_Exercise objective_.
Please rewrite the data below as a numbered list with blank lines omitted, beginning at the first line and stopping after the line that contains "(79, 10), (100, 21)".

═══ Data entries

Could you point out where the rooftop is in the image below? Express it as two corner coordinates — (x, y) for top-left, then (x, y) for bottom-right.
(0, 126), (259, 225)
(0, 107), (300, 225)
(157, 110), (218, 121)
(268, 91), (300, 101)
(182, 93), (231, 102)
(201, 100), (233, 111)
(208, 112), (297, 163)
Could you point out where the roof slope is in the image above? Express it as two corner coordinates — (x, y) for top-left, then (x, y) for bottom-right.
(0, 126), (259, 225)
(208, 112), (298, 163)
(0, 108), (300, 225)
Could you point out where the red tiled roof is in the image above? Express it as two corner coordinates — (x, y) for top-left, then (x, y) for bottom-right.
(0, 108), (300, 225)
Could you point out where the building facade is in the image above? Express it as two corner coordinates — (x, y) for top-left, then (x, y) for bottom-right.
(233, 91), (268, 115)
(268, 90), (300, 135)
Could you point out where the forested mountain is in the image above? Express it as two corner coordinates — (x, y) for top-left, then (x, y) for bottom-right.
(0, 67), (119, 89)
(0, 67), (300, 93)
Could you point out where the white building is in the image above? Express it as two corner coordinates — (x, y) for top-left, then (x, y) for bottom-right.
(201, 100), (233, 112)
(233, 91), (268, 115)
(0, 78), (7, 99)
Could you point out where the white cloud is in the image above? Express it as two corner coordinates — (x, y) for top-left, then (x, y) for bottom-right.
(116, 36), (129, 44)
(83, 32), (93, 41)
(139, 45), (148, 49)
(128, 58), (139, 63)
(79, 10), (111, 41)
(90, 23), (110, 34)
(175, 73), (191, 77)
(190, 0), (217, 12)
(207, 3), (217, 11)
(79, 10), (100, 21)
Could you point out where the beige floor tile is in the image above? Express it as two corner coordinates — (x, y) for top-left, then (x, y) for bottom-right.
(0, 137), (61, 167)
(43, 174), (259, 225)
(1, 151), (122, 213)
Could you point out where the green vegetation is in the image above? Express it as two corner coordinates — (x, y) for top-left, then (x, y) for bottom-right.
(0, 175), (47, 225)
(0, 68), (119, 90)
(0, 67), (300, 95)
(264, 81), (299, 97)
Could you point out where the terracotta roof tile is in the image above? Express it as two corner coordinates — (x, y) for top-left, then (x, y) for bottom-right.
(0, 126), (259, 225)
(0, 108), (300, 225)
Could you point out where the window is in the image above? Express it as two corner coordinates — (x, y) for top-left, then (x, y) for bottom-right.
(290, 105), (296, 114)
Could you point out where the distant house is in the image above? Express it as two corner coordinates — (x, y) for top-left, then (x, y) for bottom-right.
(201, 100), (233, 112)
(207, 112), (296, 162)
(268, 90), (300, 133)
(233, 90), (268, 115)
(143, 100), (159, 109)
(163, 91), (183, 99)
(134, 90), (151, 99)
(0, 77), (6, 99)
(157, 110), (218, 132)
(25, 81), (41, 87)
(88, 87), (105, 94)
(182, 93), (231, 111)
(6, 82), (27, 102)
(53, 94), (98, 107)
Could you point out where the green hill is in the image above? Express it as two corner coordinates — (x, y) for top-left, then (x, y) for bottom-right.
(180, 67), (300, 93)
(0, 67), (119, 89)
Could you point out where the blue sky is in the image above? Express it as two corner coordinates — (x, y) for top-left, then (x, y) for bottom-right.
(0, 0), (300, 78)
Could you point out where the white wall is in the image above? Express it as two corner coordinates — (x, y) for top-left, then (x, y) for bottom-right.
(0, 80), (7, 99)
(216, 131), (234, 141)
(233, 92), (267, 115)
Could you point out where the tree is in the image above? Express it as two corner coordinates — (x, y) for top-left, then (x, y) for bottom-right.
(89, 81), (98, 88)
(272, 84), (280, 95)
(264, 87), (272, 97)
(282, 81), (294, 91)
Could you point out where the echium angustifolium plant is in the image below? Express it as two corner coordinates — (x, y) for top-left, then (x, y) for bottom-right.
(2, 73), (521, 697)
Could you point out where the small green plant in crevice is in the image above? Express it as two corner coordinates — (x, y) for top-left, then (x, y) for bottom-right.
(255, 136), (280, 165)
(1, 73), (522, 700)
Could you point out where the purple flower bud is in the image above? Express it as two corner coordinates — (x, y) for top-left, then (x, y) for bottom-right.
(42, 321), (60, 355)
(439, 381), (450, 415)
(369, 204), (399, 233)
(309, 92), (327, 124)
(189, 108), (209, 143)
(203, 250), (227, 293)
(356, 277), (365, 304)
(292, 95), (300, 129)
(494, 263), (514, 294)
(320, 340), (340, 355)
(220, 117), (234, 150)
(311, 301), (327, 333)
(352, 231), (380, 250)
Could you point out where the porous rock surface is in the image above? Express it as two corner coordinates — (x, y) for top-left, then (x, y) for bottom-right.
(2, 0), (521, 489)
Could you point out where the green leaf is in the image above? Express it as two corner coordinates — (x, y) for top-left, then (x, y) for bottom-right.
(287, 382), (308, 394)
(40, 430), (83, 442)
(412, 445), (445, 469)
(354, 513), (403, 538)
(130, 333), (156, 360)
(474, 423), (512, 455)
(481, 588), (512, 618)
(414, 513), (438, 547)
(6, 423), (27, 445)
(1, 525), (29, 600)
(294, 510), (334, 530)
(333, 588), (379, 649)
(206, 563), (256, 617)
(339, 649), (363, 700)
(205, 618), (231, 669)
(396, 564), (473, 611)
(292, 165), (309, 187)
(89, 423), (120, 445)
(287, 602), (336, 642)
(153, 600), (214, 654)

══════

_Written solution_.
1. Could you point out where the rooftop is in the image below? Express it as two corner coordinates — (x, y) for top-left, then (x, y) for bottom-right.
2. (0, 126), (259, 225)
3. (0, 107), (300, 225)
4. (157, 110), (218, 121)
5. (268, 91), (300, 101)
6. (182, 93), (231, 102)
7. (201, 100), (233, 111)
8. (208, 112), (297, 163)
9. Could you point out where the roof slope is in the image above? Express it as two corner coordinates — (x, y) for top-left, then (x, y) for bottom-right.
10. (0, 126), (259, 225)
11. (208, 112), (298, 163)
12. (0, 108), (300, 225)
13. Could you point out where the red tiled roof is in the image above? Express it as two corner coordinates — (x, y) for top-left, then (x, y) for bottom-right.
14. (0, 108), (300, 225)
15. Could you point out where the building facade is in the image above? Express it as two corner coordinates — (x, y) for top-left, then (x, y) for bottom-right.
16. (233, 91), (268, 115)
17. (268, 90), (300, 135)
18. Could you point out where the forested mountain is in the image above? Express it as two corner coordinates — (x, y) for top-left, then (x, y) for bottom-right.
19. (0, 67), (119, 89)
20. (0, 67), (300, 93)
21. Could you point out where the white building is in the image above? Express it as two corner coordinates — (x, y) for top-left, then (x, y) for bottom-right.
22. (201, 100), (233, 112)
23. (233, 91), (268, 115)
24. (0, 78), (7, 99)
25. Could you point out where the white cloud is in the image above? Express it as two corner coordinates — (x, y) for top-left, then (x, y) for bottom-right.
26. (116, 36), (129, 44)
27. (83, 32), (93, 41)
28. (139, 45), (148, 49)
29. (128, 58), (139, 63)
30. (79, 10), (111, 41)
31. (90, 23), (110, 34)
32. (175, 73), (191, 77)
33. (190, 0), (217, 12)
34. (207, 3), (217, 11)
35. (79, 10), (100, 21)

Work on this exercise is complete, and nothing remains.